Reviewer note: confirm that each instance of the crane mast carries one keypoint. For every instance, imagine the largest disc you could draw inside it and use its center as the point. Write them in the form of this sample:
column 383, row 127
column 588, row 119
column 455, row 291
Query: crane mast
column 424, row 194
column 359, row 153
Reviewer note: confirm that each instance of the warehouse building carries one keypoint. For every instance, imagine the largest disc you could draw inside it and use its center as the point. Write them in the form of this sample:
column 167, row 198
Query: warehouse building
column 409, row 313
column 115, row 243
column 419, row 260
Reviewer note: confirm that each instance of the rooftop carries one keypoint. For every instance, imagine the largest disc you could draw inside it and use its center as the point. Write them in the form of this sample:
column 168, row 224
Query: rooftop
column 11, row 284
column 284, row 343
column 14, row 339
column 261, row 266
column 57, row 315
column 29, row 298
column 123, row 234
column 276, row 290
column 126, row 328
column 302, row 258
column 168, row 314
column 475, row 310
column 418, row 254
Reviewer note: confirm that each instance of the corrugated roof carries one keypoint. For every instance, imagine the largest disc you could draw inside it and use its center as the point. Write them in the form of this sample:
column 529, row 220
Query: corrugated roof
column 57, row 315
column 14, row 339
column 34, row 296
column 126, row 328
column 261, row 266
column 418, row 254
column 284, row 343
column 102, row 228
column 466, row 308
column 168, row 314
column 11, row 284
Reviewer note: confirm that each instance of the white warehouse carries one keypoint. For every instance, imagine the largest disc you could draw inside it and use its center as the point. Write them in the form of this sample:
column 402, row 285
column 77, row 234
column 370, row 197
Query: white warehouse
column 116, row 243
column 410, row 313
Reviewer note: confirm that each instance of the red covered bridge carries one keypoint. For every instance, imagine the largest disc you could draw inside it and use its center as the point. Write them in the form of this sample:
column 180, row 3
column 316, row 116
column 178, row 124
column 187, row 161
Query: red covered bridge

▶ _Instruction_: Transcribe all of the data above verbatim, from its first line through its last.

▶ _Result of this task_:
Reviewer note: confirm that each instance of the crane mast carries one keypoint. For every instance, imagine the largest disc you could draw inside it and use its center as the point. Write them in the form of this sample:
column 383, row 127
column 588, row 119
column 455, row 291
Query: crane mast
column 424, row 194
column 359, row 153
Reviewer note: confirm that each instance of the warehouse building carries one keypoint. For every instance, imagine the largest disc you could draw inside it and use its center as the point. Write them in the form of this sample:
column 167, row 198
Query: warehouse building
column 409, row 313
column 115, row 243
column 419, row 260
Reviewer note: confirm that each instance of the rooftop carries one keypoint. For every instance, imagine the largest disc you could draw inside it and use its center as the point. Write them in the form of this sample:
column 168, row 224
Query: rooftop
column 11, row 284
column 284, row 343
column 14, row 339
column 261, row 266
column 57, row 315
column 29, row 298
column 123, row 234
column 276, row 290
column 126, row 328
column 302, row 258
column 168, row 314
column 475, row 310
column 418, row 254
Reviewer note: confirm that each instance of the corrugated roof carries one keypoint. For every instance, imagine the largest disc you could draw inside it and use its center as the point. Write them in the form of this sample:
column 529, row 220
Query: corrugated roof
column 57, row 315
column 14, row 339
column 34, row 296
column 126, row 328
column 261, row 266
column 418, row 254
column 284, row 343
column 102, row 228
column 466, row 308
column 168, row 314
column 11, row 284
Reviewer note: confirm that each instance of the white warehouse carries one keypoint. For every instance, imagine the largest disc you could draw inside it and use its center as the point. Write them in the form of this sample:
column 402, row 285
column 77, row 234
column 370, row 197
Query: white warehouse
column 116, row 243
column 410, row 313
Reviewer note: confirm that each instance of the red covered bridge carries one keypoint. For every instance, imagine the largest disc you could draw inside it and use its center as the point. Write them in the form of this sample:
column 180, row 3
column 316, row 116
column 178, row 124
column 187, row 161
Query: red covered bridge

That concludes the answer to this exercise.